> [TASK DESCRIPTION]: Turn every line of the records below into a Markdown table with the columns Row and Line, numbering the rows and skipping blank lines. Leave the pictures out of the table.

> [DATA PROVIDED]:
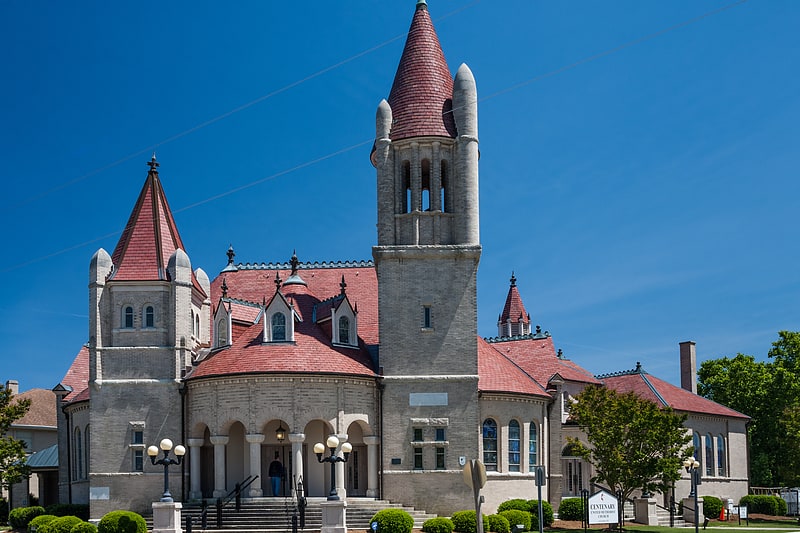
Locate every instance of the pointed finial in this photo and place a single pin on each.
(153, 164)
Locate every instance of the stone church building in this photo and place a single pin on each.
(272, 357)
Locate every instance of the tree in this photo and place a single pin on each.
(12, 451)
(634, 443)
(768, 392)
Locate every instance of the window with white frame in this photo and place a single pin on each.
(513, 446)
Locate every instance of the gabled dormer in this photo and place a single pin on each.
(279, 316)
(344, 320)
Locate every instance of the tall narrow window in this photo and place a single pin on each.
(532, 445)
(127, 317)
(344, 330)
(278, 327)
(490, 445)
(513, 446)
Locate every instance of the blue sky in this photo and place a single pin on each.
(641, 183)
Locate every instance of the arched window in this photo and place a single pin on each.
(127, 317)
(278, 321)
(344, 330)
(721, 462)
(222, 332)
(532, 447)
(513, 446)
(78, 468)
(490, 445)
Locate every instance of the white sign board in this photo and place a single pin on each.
(603, 508)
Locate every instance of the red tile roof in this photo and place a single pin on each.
(536, 355)
(421, 95)
(312, 350)
(150, 236)
(42, 411)
(497, 373)
(77, 377)
(514, 308)
(666, 394)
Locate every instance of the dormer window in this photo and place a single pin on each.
(127, 317)
(344, 330)
(278, 323)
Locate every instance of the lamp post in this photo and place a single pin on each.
(692, 466)
(166, 446)
(332, 444)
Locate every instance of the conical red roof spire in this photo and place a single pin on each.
(514, 309)
(422, 92)
(149, 238)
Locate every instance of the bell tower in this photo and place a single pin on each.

> [FINAL RESULT]:
| Row | Line |
|---|---|
| 1 | Locate every instance of the pointed finial in this photo and place a single pin on each. |
| 2 | (153, 164) |
| 3 | Locate every instance of the stone church building in this photo and place a single pin on each. |
| 4 | (272, 357) |
| 5 | Locate every instance of the tree in this photo and place a single pin on each. |
| 6 | (12, 451) |
| 7 | (634, 443) |
| 8 | (768, 392) |
| 9 | Locate every instance of the window with white frame in this photo and place a single pin on each. |
| 10 | (513, 446) |
| 11 | Locate every instance of the gabled dormer in this photo and place a single pin on each. |
| 12 | (279, 316) |
| 13 | (344, 320) |
| 14 | Locate every instance of the tall narrow window in this photo and place a single pin on each. |
| 15 | (532, 445) |
| 16 | (127, 317) |
| 17 | (344, 330) |
| 18 | (278, 327) |
| 19 | (490, 445) |
| 20 | (513, 446) |
| 21 | Locate every instance of the blue sky in this photo and place a single pin on each. |
| 22 | (641, 183) |
| 23 | Locate every instance of the arched window in this photo and place a single pin on each. |
| 24 | (127, 317) |
| 25 | (278, 321) |
| 26 | (344, 330) |
| 27 | (721, 462) |
| 28 | (222, 332) |
| 29 | (532, 447) |
| 30 | (513, 446) |
| 31 | (78, 468) |
| 32 | (490, 445) |
| 33 | Locate every instance of the white sign board in this photo and place a single pin on each. |
| 34 | (603, 508) |
| 35 | Locate every instance of the red tile roof in this photo and place a single pin on each. |
| 36 | (536, 355) |
| 37 | (421, 95) |
| 38 | (312, 350) |
| 39 | (150, 236) |
| 40 | (42, 411) |
| 41 | (497, 373) |
| 42 | (77, 377) |
| 43 | (514, 308) |
| 44 | (666, 394) |
| 45 | Locate every instance of the dormer window in this photo and place a single pin on each. |
| 46 | (127, 317) |
| 47 | (344, 330) |
| 48 | (278, 323) |
| 49 | Locate every instance of the lamp post in this photo and place a single pin on each. |
| 50 | (692, 466) |
| 51 | (166, 446) |
| 52 | (332, 444) |
| 53 | Locate every instance of the conical red roof spire in this photo and place a single pin on each. |
| 54 | (514, 309) |
| 55 | (422, 92) |
| 56 | (149, 238) |
| 57 | Locate every instance of the bell tower in this photo and place a single pin on each. |